* **Aufgaben zur Übung**
a – Welche Waren verkaufte laut dem Dokumentauszug der kleine Lebensmittelladen, in dem die erzählende Person Arbeit fand? Nenne alle.
b – Gib einen Abschnitt aus dem Dokumentauszug wortgetreu wieder: Beginne bei den Worten „Bereits in meinen“ und höre nach „später wieder hungrig.“ auf.

Ich fing an, nach Jobs zu suchen, und wurde in einem kleinen Lebensmittelladen fündig, der alles verkaufte, von Waschpulver über SIM-Karten bis hin zu kalten Getränken, Obst und Gemüse. Für sechs Tage Arbeit die Woche bekam ich hundert Euro im Monat. Die erste Zeit war sehr schwierig für mich, weil ich weder Englisch noch Dhivehi sprach und die Kunden nicht verstehen konnte. Jeden Tag versuchte ich, mir die Namen der verschiedenen Produkte einzuprägen.
Von 200 Euro kann man auf den Malediven nur überleben, wenn man gekochten Reis im Kilo kauft
Meistens blieb ich länger im Laden, als ich musste, weil ich nicht zurück in mein Zimmer wollte. „Nach Hause“ zu gehen, fühlte sich an wie eine Rückkehr ins Gefängnis. Wenn ich heimkam, dann schliefen immer schon einige Leute auf dem Boden, telefonierten mit ihren Verwandten oder sprachen laut miteinander. Manche waren auch krank, wegen der harten Arbeit und des schlechten Essens.
Bereits in meinen ersten Wochen in Malé lernte ich, dass es nur eine einzige Möglichkeit gibt, von hundert oder 200 Euro im Monat zu überleben: Man muss einen der bangladeschischen Händler finden, die gekochten Reis in kleine Plastiktüten abfüllen und im Kilo verkaufen. Dann besorgt man sich etwas Dal, eine Art Gemüseeintopf, der ebenfalls in Plastiktüten verpackt ist, und mischt alles zusammen. Das Problem ist, dass die Händler den Eintopf strecken. Sie mischen hundert Gramm Dal mit zwei Litern Wasser. Wenn ich vor der Arbeit Reis mit Dal aß, dann war ich zwei Stunden später wieder hungrig.

* **Datenauszug**
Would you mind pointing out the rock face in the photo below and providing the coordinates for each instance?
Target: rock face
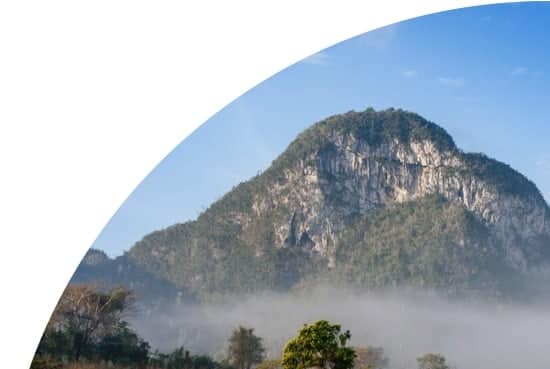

* **Schriftliche Antworten**
a – Waschpulver, SIM-Karten, kalte Getränke, Obst, Gemüse

b –
Bereits in meinen ersten Wochen in Malé lernte ich, dass es nur eine einzige Möglichkeit gibt, von hundert oder 200 Euro im Monat zu überleben: Man muss einen der bangladeschischen Händler finden, die gekochten Reis in kleine Plastiktüten abfüllen und im Kilo verkaufen. Dann besorgt man sich etwas Dal, eine Art Gemüseeintopf, der ebenfalls in Plastiktüten verpackt ist, und mischt alles zusammen. Das Problem ist, dass die Händler den Eintopf strecken. Sie mischen hundert Gramm Dal mit zwei Litern Wasser. Wenn ich vor der Arbeit Reis mit Dal aß, dann war ich zwei Stunden später wieder hungrig.